Chief Justice John Marshall, in 1819, once described policymakers' great influence, remarking, "The power to tax involves the power to destroy."
-Frank Holmes, CEO and chief investment officer, U.S. Global Investors
Chief Justice John Marshall, in 1819, once described policymakers' great influence, remarking, "The power to tax involves the power to destroy." With rising fiscal deficits and a desperate need to raise revenue, many nations have come up with various tax solutions to raise billions of dollars.
One hotly contested idea in the U.S. and Europe lately, and once advocated by John Maynard Keynes during the Great Depression, is a financial transactions tax imposing a cost on buys and sells of stocks or bonds.
The latest proposal in the U.S. was introduced by Congressman Keith Ellison. His bill would add a tax of 0.5 percent onto the sale of stocks, 0.1 percent on bonds and 0.005 percent on derivatives or other investments. To put this in a buyer's frame of mind, when an investor purchased $10,000 in stock shares, the financial transactions tax would tack on an additional $50.

### Short problem 1
Output the point labeling records as a two-column CSV with the headers "request" and "points". Give one row per request, with its text and its answer each in a single quoted field and line breaks replaced by spaces, and omit the pictures.

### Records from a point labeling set

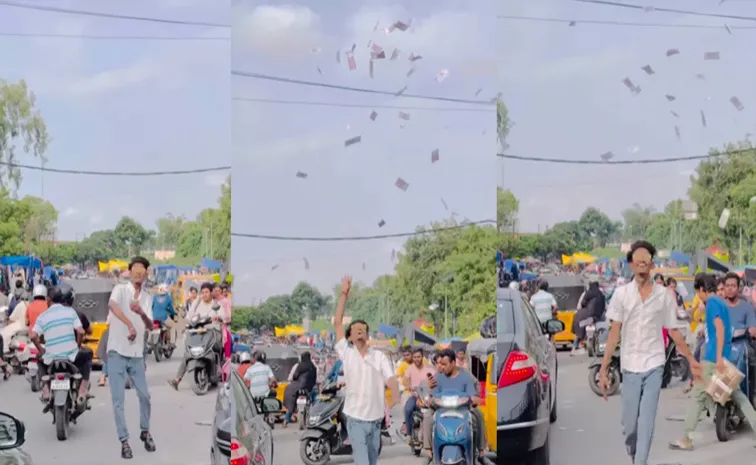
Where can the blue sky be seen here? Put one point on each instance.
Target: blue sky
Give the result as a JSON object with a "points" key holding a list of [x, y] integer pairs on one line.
{"points": [[563, 86], [348, 190], [120, 105]]}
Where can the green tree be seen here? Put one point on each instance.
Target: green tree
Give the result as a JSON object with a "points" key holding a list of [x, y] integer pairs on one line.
{"points": [[131, 235], [21, 125]]}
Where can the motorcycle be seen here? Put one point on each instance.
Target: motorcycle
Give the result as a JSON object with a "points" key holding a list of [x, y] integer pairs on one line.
{"points": [[204, 364], [326, 433], [424, 402], [728, 418], [452, 430], [675, 365], [303, 407], [158, 342], [64, 380], [613, 371]]}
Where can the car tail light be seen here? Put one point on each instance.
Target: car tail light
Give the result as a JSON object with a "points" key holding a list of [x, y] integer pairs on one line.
{"points": [[519, 367], [239, 454]]}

### Short problem 2
According to the passage on the financial transactions tax, why have many nations come up with various tax solutions?

### Correct answer 1
request,points
"Where can the blue sky be seen here? Put one point on each instance. Target: blue sky Give the result as a JSON object with a ""points"" key holding a list of [x, y] integer pairs on one line.","{""points"": [[563, 86], [348, 190], [120, 105]]}"
"Where can the green tree be seen here? Put one point on each instance. Target: green tree Give the result as a JSON object with a ""points"" key holding a list of [x, y] integer pairs on one line.","{""points"": [[131, 235], [21, 125]]}"
"Where can the motorcycle be seen here? Put one point on each instance. Target: motorcycle Give the result as a JSON object with a ""points"" key holding a list of [x, y] integer pairs on one line.","{""points"": [[204, 364], [326, 433], [424, 402], [728, 418], [452, 430], [675, 365], [303, 407], [158, 342], [64, 380], [613, 371]]}"
"Where can the car tail light be seen here? Put one point on each instance. Target: car tail light Give the result as a JSON object with a ""points"" key holding a list of [x, y] integer pairs on one line.","{""points"": [[519, 367], [239, 454]]}"

### Correct answer 2
Many nations face rising fiscal deficits and a desperate need to raise revenue. They have turned to various tax solutions to raise billions of dollars.